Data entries
◇ ◇ ◇

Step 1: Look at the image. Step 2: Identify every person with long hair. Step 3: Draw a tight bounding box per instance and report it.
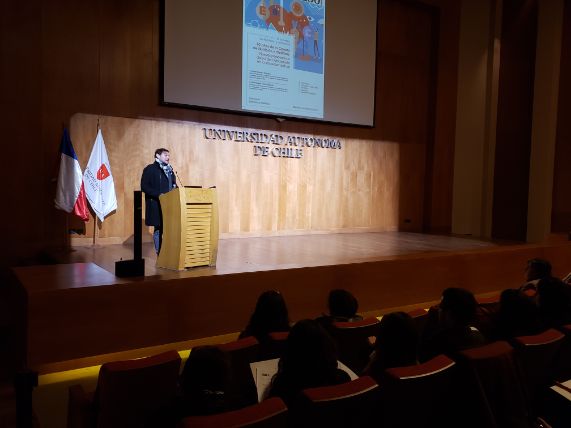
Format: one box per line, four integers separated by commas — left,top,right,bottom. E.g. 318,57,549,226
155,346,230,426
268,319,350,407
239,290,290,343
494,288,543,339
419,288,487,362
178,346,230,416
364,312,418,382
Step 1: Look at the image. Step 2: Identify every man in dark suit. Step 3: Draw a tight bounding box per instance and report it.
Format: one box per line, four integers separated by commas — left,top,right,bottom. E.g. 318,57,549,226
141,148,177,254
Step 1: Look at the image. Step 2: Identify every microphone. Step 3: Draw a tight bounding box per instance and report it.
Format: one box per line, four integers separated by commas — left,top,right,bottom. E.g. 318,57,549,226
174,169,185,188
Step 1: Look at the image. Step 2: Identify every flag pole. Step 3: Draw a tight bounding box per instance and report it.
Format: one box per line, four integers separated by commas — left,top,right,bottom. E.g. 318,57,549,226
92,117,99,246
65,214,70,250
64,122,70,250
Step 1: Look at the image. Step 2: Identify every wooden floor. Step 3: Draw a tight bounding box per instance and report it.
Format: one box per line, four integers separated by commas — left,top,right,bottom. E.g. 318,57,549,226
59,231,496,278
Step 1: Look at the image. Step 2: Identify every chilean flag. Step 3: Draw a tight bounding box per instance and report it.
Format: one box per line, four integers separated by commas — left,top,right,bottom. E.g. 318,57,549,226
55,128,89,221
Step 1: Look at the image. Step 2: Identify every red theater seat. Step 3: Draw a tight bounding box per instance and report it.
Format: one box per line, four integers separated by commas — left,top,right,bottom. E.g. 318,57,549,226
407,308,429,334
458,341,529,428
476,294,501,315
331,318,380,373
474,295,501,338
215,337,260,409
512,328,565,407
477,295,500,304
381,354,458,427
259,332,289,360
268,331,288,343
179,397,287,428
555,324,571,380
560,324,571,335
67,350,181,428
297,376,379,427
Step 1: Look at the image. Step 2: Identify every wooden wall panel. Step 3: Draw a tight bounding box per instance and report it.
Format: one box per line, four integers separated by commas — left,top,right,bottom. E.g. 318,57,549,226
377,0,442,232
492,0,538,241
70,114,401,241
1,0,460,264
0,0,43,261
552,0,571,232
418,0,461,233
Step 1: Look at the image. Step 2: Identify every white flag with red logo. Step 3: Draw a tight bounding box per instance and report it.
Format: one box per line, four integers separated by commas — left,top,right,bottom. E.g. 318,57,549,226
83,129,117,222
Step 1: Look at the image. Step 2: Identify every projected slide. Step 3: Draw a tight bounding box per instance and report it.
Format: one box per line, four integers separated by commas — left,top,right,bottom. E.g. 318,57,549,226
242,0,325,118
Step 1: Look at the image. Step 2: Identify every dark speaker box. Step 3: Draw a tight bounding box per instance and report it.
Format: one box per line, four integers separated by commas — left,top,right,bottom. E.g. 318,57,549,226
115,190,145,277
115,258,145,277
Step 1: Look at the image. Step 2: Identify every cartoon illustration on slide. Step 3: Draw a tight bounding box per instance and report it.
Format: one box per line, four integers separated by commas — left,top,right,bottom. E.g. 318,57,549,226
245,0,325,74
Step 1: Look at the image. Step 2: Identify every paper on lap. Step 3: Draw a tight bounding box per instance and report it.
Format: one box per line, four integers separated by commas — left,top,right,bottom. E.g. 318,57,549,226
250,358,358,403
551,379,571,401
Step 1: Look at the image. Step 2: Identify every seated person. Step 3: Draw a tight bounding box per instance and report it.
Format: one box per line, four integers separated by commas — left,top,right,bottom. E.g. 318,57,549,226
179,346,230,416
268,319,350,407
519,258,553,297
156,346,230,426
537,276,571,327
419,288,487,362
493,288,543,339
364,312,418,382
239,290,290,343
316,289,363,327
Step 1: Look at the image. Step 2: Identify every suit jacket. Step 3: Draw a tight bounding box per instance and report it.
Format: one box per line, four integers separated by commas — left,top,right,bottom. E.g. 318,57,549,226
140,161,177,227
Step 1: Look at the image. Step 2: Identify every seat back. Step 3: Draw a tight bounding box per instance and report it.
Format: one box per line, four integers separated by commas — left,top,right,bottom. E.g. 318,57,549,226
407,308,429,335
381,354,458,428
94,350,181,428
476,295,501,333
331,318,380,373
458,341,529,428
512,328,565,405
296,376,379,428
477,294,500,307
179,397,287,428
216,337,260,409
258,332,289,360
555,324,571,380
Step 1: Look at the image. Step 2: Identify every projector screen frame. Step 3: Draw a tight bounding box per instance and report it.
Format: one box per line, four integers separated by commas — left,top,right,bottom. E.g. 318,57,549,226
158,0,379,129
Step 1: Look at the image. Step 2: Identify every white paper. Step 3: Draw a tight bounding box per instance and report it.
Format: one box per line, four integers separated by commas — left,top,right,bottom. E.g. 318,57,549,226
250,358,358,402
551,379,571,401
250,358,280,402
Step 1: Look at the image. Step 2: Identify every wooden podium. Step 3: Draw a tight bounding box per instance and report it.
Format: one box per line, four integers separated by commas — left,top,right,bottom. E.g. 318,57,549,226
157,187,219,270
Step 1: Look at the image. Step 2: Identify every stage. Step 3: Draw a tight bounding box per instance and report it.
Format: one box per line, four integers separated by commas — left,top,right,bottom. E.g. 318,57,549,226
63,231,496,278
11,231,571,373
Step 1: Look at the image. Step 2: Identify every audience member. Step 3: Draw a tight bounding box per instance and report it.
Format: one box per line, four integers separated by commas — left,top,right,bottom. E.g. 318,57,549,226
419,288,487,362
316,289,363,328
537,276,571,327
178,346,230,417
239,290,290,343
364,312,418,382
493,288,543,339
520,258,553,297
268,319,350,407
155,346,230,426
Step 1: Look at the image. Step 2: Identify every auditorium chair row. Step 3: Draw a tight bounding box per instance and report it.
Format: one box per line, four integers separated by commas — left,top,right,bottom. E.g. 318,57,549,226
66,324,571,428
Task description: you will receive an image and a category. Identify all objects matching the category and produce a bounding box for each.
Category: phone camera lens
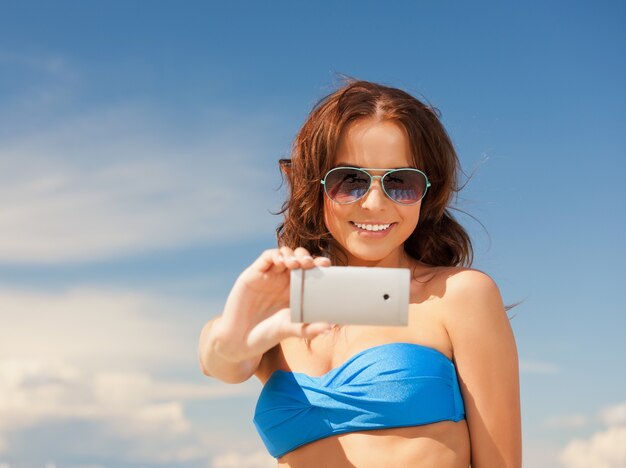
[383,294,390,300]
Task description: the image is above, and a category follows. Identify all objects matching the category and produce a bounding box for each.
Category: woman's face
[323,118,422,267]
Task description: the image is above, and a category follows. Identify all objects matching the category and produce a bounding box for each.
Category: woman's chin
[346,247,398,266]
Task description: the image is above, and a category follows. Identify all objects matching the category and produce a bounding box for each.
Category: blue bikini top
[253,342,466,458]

◇ ◇ ◇

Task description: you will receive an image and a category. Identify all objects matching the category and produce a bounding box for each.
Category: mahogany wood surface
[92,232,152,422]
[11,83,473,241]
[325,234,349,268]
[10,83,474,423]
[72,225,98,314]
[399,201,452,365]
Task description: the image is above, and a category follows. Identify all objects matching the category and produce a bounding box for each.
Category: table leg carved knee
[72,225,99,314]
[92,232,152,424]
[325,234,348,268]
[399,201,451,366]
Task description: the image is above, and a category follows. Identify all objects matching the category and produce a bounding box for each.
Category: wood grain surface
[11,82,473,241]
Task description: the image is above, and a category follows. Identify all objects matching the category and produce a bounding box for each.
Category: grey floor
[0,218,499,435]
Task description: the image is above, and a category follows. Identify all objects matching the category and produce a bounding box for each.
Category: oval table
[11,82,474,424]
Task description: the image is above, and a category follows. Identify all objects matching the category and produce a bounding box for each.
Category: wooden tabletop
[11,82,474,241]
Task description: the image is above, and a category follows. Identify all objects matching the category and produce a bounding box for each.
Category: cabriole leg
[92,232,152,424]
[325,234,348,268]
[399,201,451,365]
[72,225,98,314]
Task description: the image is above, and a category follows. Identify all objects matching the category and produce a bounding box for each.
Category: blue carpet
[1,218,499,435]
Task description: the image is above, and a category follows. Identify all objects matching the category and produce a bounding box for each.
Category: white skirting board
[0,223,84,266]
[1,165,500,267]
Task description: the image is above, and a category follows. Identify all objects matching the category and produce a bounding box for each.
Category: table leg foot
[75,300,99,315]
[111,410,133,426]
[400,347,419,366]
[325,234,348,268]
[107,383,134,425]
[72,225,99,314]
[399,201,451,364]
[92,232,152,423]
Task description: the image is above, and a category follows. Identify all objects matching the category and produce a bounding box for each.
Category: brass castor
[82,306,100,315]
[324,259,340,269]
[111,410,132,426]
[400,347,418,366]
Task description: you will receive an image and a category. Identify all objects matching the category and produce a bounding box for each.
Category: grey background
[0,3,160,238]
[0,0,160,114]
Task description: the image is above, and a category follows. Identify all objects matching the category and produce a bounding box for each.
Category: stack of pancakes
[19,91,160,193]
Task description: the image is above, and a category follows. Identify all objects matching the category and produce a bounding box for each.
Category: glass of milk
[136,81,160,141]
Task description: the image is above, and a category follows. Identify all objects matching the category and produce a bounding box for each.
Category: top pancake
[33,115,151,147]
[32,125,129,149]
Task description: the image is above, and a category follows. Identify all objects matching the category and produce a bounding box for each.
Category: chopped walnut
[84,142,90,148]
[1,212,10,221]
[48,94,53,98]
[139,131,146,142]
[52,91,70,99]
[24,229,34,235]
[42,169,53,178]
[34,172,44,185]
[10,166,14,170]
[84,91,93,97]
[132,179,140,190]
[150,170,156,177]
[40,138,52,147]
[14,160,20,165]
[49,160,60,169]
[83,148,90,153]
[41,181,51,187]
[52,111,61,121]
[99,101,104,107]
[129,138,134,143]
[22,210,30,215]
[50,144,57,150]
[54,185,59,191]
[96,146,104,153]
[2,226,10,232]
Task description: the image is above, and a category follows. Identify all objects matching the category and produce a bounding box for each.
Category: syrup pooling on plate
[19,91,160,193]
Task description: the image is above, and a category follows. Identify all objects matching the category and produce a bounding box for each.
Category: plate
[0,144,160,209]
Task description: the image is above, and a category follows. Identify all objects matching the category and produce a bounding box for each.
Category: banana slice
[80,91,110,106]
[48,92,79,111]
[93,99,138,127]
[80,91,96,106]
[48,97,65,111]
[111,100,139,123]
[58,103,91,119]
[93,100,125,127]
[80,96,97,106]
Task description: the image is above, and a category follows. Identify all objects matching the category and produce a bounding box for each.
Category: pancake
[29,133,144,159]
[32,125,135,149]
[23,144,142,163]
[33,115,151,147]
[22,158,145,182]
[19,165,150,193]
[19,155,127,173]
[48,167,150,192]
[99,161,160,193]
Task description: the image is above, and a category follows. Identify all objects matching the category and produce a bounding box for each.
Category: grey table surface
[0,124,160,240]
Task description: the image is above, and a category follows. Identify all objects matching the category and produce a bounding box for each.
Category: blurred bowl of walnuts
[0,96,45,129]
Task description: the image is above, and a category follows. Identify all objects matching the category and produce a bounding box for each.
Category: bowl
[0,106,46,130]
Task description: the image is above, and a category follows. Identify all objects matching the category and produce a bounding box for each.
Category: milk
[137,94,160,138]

◇ ◇ ◇

What is being asked
Filter the data above, keeping only lines that include the string "suit".

Response to the exercise
Step 1: Look at the image. Step 2: Identify every man in dark suit. Step 3: Draw a tight bounding box per instance and report it.
Step 1: Look at the image. Step 2: Identify every suit jacket. Step 3: Draw a tight bounding box per instance and report it.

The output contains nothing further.